------ Extract
The explict QR algorithm for computing eigenvalues of a matrix $$A$$ works like this:

1. Compute $$QR$$ decomposition $$A_i = Q_i R_i$$
2. Set $$A_{i+1} = R_i Q_i (=Q^{\mathsf T} A Q)$$
3. Repeat until $$A_{i+1}$$ is sufficiently close to an upper triagonal matrix

One may prove convergence to an upper triangular matrix, if $$|λ_i| \neq |λ_j|$$ for all eigenvalues $$λ_i, λ_j$$ of $$A$$. The computation of the $$QR$$ decomposition is costly ($$\mathcal{O}(n^3)$$) and one doesn't wan't to do it in every step of the iteration.

If $$A$$ is of so-called upper Hessenberg form, i.e. a matrix where all entries below the first lower subdiagonal are zero (or in formulas: $$a_{ij} = 0$$, if $$i>j+1$$), the computation becomes less costly, namely only $$\mathcal{O}(n^2)$$. One can use the Givens rotations, Harry mentioned. Also, if $$A$$ is an upper Hessenberg matrix, all the iterates $$A_i$$ will be, too. Therefore, transforming your matrix into an upper Hessenberg matrix (using Householder transformations) pays out.
------------
__Task set__:
1: Copy the passage on the QR algorithm word for word, everything from "One may prove" down to "transformations) pays out.".
2: Resume the explanation of the QR algorithm for eigenvalues, writing on from the point where it stops.
------ Supplied information
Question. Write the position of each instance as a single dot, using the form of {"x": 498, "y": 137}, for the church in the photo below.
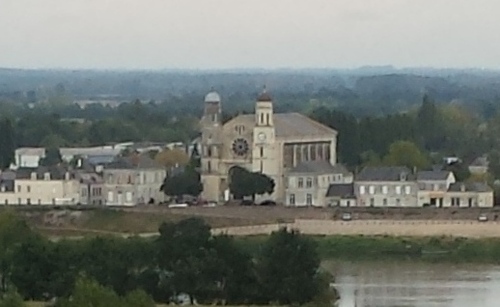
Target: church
------------
__Answers to the tasks__:
1:
One may prove convergence to an upper triangular matrix, if $$|λ_i| \neq |λ_j|$$ for all eigenvalues $$λ_i, λ_j$$ of $$A$$. The computation of the $$QR$$ decomposition is costly ($$\mathcal{O}(n^3)$$) and one doesn't wan't to do it in every step of the iteration.

If $$A$$ is of so-called upper Hessenberg form, i.e. a matrix where all entries below the first lower subdiagonal are zero (or in formulas: $$a_{ij} = 0$$, if $$i>j+1$$), the computation becomes less costly, namely only $$\mathcal{O}(n^2)$$. One can use the Givens rotations, Harry mentioned. Also, if $$A$$ is an upper Hessenberg matrix, all the iterates $$A_i$$ will be, too. Therefore, transforming your matrix into an upper Hessenberg matrix (using Householder transformations) pays out.

2:
But even for Hessenberg matrices computing the $$QR$$ decomposition and then performing the matrix matrix multiplication $$RQ$$ is still expensive. This is where in »Implicit $$Q$$ Theorem« is used. It says, that if $$Q A Q^{\mathsf T}$$ is an upper Hessenberg matrix, then $$Q$$ is essentially uniqely defined by the first column of $$Q$$. But we already know, that all the iterates must be in Hessenberg form.

The idea now is as follows:

1. Compute the first column of the $$QR$$ decomposition of $$A$$. That is: Compute a Givens rotation $$G_1$$ such that $$(G_1 A_1)_{2,1} = 0$$. Now, update $$\tilde{A}_1 := G_1A_1 G_1^{\mathsf T}$$ (which may be done efficiently without actually doing matrix matrix multiplications)
2. The entry $$(3,1)$$ of $$G_1A_1 G_1^{\mathsf T}$$ will now be non zero. Compute another Givens rotation $$G_2$$such that $$(G_2 G_1 A_1 G_1^{\mathsf T})_{3,1} = 0$$ und update the matrix analogously to 1. Note, that the first column of $$G_2 G_1$$ is still given by the first column of $$G_1$$!
3. The entry $$(4,2)$$ will now be non zero. Iterate the procedure. This is known as "bulge chasing"

At the end, one has implictly computed $$RQ$$ at a cost of only $$\mathcal O(n^2)$$ per iteration step. This is way this algorithm is called the Implicit QR algorithm.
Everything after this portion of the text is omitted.